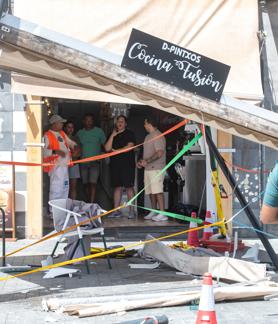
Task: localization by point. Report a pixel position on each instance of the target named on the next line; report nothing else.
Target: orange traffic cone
(192, 238)
(207, 232)
(206, 312)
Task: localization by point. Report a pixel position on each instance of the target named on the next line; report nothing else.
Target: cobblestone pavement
(20, 298)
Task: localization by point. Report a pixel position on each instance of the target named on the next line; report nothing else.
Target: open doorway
(174, 191)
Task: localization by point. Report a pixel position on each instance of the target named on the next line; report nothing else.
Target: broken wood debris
(220, 267)
(114, 304)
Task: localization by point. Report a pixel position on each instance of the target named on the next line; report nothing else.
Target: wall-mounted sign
(7, 197)
(175, 65)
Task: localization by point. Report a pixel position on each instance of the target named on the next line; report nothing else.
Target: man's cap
(56, 119)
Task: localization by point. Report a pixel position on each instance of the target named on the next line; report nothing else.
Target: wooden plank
(225, 140)
(34, 219)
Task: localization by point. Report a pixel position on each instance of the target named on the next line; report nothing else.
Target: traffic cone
(206, 312)
(192, 238)
(207, 232)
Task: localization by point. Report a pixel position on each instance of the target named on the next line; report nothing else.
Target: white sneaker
(150, 215)
(159, 218)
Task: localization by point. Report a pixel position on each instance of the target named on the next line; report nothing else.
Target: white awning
(222, 30)
(32, 50)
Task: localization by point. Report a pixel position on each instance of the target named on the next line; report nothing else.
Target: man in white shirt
(57, 155)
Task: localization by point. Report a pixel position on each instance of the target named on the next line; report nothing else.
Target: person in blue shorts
(269, 211)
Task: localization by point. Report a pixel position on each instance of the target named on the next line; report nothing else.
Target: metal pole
(3, 237)
(252, 218)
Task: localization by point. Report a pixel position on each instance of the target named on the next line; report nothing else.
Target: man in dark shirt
(122, 165)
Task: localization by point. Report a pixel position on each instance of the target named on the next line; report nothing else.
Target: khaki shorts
(153, 183)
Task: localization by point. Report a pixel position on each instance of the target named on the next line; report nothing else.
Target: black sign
(175, 65)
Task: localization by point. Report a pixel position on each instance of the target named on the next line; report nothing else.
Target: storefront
(79, 74)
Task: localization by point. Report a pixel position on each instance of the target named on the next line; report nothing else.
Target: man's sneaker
(150, 215)
(115, 214)
(159, 218)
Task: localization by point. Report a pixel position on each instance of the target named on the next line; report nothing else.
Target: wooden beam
(34, 219)
(225, 140)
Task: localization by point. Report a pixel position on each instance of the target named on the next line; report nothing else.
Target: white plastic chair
(61, 217)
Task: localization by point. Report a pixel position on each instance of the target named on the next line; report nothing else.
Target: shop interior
(184, 183)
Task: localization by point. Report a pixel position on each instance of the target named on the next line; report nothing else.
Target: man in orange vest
(57, 155)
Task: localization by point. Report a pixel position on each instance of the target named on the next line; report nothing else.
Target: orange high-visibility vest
(54, 145)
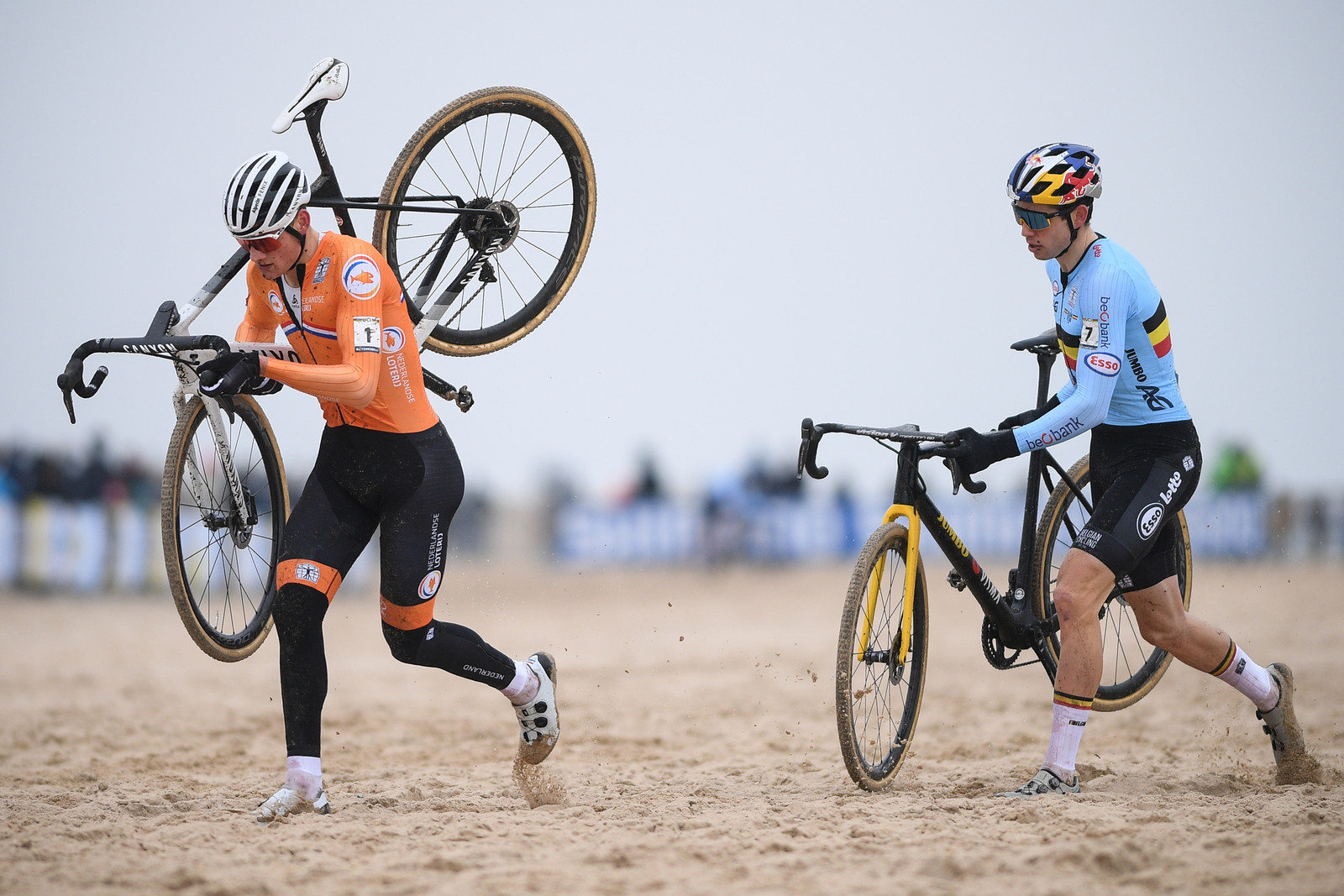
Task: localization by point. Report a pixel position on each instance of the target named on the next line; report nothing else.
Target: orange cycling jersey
(356, 340)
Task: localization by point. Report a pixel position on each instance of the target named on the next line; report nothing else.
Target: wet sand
(698, 752)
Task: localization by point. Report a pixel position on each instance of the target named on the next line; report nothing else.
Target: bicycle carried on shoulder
(486, 217)
(882, 653)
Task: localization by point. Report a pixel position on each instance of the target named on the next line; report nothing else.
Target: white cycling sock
(1066, 734)
(304, 774)
(523, 688)
(1238, 671)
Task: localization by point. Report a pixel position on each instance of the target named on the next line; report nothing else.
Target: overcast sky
(800, 211)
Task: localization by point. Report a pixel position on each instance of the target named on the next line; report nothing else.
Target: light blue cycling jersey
(1112, 327)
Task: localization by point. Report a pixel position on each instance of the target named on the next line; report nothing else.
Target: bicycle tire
(222, 564)
(456, 150)
(878, 705)
(1131, 667)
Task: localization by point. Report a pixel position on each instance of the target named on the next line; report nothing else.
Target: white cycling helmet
(264, 196)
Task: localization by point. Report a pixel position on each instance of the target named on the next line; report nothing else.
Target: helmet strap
(1073, 231)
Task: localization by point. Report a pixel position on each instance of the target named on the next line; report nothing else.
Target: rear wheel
(1131, 667)
(510, 150)
(878, 694)
(221, 557)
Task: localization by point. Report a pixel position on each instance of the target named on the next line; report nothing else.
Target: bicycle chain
(994, 647)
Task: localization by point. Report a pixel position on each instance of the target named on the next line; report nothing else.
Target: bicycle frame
(1010, 610)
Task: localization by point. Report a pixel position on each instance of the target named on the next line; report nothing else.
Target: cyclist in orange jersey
(385, 461)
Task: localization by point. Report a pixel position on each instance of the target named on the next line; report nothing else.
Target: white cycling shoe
(1046, 782)
(1285, 735)
(538, 719)
(291, 802)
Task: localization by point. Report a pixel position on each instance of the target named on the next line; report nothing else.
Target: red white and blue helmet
(1055, 175)
(265, 195)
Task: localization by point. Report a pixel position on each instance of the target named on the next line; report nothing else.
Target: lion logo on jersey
(362, 277)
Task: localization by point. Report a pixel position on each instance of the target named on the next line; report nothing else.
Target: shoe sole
(537, 752)
(1294, 766)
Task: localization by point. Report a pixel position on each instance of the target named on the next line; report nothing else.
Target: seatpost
(324, 186)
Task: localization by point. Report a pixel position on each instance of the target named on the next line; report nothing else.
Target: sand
(698, 752)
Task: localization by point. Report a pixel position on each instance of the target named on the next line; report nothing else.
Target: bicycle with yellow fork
(882, 653)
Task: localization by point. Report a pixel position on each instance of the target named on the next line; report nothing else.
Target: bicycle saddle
(327, 81)
(1037, 344)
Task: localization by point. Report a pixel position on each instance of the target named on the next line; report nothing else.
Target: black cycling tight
(410, 485)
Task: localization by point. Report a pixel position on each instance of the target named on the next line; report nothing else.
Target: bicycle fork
(907, 606)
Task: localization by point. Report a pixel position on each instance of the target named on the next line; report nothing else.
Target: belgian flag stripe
(1070, 700)
(1159, 331)
(1068, 345)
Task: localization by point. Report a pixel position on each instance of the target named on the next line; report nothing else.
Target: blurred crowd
(87, 523)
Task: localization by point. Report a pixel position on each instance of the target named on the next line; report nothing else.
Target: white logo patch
(360, 277)
(393, 338)
(369, 333)
(1088, 338)
(1149, 520)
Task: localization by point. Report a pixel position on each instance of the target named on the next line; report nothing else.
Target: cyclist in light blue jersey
(1146, 461)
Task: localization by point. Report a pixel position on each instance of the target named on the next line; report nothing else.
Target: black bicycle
(882, 653)
(486, 217)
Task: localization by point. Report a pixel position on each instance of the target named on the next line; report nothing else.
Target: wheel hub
(486, 233)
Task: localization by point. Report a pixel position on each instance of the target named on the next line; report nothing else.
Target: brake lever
(808, 452)
(960, 479)
(71, 380)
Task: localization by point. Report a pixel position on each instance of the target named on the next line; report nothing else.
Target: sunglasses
(1035, 219)
(269, 244)
(262, 244)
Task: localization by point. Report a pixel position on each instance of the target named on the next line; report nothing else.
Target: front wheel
(221, 553)
(1131, 667)
(878, 694)
(521, 156)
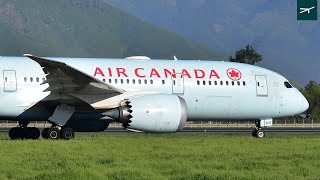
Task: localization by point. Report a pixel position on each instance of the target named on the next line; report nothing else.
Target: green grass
(163, 156)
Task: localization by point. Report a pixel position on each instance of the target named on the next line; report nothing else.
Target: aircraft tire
(254, 133)
(33, 133)
(260, 134)
(53, 133)
(44, 133)
(67, 133)
(13, 133)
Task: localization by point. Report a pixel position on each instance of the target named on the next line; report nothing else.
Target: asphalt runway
(236, 130)
(225, 130)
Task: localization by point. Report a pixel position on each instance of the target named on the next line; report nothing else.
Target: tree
(247, 55)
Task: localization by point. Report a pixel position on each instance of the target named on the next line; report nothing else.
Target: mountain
(289, 46)
(87, 28)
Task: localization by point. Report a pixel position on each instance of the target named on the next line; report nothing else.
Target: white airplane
(86, 94)
(303, 10)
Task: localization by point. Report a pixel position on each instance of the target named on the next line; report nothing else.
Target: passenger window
(288, 85)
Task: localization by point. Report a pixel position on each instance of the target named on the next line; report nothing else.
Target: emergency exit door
(178, 84)
(10, 81)
(262, 86)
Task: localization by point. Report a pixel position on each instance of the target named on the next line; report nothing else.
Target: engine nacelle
(154, 113)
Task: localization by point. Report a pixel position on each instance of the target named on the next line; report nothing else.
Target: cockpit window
(288, 85)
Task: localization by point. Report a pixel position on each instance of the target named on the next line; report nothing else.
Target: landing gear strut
(24, 132)
(57, 133)
(258, 131)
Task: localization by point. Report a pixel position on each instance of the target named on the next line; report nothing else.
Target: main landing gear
(58, 133)
(258, 131)
(24, 132)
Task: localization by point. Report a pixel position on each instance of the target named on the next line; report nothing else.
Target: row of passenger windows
(139, 81)
(133, 81)
(233, 83)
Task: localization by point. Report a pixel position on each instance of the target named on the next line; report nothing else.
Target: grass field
(163, 156)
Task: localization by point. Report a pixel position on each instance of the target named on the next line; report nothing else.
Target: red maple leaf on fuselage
(233, 73)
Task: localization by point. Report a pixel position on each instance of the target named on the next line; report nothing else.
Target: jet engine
(151, 113)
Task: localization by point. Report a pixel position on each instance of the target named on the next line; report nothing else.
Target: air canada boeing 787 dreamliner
(86, 94)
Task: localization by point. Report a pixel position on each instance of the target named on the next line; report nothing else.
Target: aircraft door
(262, 86)
(10, 81)
(178, 84)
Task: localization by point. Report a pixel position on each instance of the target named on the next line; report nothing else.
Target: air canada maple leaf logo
(234, 74)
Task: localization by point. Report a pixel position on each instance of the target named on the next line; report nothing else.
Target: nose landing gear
(258, 132)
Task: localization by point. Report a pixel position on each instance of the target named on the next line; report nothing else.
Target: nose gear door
(10, 81)
(261, 84)
(178, 84)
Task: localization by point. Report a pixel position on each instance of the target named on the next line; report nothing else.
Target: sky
(289, 47)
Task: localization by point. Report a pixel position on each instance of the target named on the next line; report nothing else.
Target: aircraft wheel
(33, 133)
(67, 133)
(53, 133)
(260, 133)
(45, 133)
(13, 133)
(254, 133)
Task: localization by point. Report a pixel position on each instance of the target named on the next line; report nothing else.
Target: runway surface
(224, 130)
(236, 130)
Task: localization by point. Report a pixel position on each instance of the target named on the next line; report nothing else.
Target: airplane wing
(66, 80)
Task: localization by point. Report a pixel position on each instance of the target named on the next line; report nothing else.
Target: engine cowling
(154, 113)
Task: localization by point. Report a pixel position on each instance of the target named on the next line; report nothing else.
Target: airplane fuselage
(211, 89)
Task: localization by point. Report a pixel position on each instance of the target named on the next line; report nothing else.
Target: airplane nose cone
(305, 104)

## The task
Which lines in the material above contain the string "runway"? Pull out every one of them.

## Answer to this task
Target: asphalt runway
Target: runway surface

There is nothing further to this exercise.